## To do
[A] Check each statement against the report on educating very able children and say yes or no, quoting the deciding words: (i) By age three, Alexander could recite hours of children's stories on tape. (ii) His teachers focused mainly on his oral capabilities. (iii) His IQ was measured at 135 when he was seven.
[B] From the report on educating very able children, extract the passage that begins at the words "Identifying and educating" and ends after "and music clubs.".

## Document section
Identifying and educating very able children is fraught with difficulty. But higher education may provide the answer. Tony Tysome reports. Alexander Faludy's mother admits her son "stuck out like a sore thumb" from a very early age.
While there was nothing visibly wrong with him, there was "an awkwardness which set him apart from the others" when he attended playgroups and music clubs.
The awkwardness was a symptom of dyslexia, but he was also different in another important respect. By the age of three, he could recite hours of children's stories on tape.
Despite this sign of exceptional ability, teachers seemed determined to concentrate on what Alexander could not do rather than on his remarkable oral capabilities.
When an educational psychologist diagnosed Alexander as both dyslexic and highly intelligent, with an IQ of 135 at the age of seven, he also warned that if the boy's talents were not developed, he could become frustrated and disaffected.

## Dataset entries
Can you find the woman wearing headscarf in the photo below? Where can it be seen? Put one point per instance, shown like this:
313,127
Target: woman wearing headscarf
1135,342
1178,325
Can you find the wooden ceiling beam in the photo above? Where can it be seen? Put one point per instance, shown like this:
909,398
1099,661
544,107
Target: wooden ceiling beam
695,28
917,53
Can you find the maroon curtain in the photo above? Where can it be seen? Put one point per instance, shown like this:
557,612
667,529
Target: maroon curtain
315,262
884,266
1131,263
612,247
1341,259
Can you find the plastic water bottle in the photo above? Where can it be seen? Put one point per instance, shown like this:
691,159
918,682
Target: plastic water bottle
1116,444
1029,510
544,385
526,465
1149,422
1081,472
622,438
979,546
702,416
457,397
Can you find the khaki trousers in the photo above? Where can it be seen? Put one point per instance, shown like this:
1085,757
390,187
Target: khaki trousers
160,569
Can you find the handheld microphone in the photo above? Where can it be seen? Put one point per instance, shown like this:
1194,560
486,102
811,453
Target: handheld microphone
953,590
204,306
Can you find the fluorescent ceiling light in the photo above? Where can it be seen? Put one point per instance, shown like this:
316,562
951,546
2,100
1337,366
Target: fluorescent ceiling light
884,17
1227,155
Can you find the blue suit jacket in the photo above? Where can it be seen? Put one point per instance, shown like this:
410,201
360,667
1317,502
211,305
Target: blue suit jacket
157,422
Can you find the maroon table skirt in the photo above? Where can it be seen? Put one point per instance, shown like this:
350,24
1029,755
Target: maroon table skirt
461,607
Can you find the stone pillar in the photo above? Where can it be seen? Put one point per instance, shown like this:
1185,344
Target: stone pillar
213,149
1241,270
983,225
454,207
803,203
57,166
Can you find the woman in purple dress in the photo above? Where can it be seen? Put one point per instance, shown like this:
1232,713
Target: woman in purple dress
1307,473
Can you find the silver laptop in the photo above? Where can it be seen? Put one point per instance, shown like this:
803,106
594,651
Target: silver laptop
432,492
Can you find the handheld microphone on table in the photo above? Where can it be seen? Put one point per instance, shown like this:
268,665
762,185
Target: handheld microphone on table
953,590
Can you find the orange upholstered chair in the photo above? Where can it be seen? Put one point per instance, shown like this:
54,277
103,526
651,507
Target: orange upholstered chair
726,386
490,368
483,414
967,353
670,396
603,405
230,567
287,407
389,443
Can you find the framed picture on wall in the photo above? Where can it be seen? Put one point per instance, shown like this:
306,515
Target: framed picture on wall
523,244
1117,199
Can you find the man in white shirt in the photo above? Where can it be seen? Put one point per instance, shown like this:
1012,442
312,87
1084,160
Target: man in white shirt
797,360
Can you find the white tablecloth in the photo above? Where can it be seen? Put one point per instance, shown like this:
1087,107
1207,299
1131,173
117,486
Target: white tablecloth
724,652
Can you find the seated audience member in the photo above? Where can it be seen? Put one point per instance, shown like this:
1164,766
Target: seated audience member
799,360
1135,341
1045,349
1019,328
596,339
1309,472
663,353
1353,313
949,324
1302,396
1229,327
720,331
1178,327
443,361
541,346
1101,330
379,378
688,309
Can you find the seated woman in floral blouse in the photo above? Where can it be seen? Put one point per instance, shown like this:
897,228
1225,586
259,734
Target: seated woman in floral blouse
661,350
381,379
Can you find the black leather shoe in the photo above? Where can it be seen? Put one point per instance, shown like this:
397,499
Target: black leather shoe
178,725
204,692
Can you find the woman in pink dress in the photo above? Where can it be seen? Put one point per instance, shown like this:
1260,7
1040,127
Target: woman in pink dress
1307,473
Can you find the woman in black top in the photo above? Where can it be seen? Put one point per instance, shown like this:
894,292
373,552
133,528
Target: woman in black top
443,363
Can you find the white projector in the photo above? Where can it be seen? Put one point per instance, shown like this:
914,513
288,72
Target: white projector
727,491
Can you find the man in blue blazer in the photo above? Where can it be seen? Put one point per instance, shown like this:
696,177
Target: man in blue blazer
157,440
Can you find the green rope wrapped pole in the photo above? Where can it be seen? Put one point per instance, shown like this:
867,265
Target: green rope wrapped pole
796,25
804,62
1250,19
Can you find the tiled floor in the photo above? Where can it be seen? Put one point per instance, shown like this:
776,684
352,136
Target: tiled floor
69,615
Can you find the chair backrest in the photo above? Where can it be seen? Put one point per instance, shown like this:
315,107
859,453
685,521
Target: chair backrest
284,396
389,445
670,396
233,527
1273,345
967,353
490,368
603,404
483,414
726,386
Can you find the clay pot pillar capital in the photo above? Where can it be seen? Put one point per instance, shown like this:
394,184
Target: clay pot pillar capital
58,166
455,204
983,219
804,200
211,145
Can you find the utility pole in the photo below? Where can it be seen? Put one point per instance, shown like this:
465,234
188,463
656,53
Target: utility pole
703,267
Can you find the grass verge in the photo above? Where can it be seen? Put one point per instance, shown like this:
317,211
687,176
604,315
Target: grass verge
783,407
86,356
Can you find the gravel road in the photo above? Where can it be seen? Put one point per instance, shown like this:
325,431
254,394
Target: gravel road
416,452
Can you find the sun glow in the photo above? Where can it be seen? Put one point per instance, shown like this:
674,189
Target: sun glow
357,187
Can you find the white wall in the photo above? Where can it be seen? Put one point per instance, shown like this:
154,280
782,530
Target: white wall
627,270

## Answers provided
[A]
(i) Yes: "By the age of three, he could recite hours of children's stories on tape."
(ii) No: "teachers seemed determined to concentrate on what Alexander could not do rather than on his remarkable oral capabilities."
(iii) Yes: "with an IQ of 135 at the age of seven"

[B]
Identifying and educating very able children is fraught with difficulty. But higher education may provide the answer. Tony Tysome reports. Alexander Faludy's mother admits her son "stuck out like a sore thumb" from a very early age.
While there was nothing visibly wrong with him, there was "an awkwardness which set him apart from the others" when he attended playgroups and music clubs.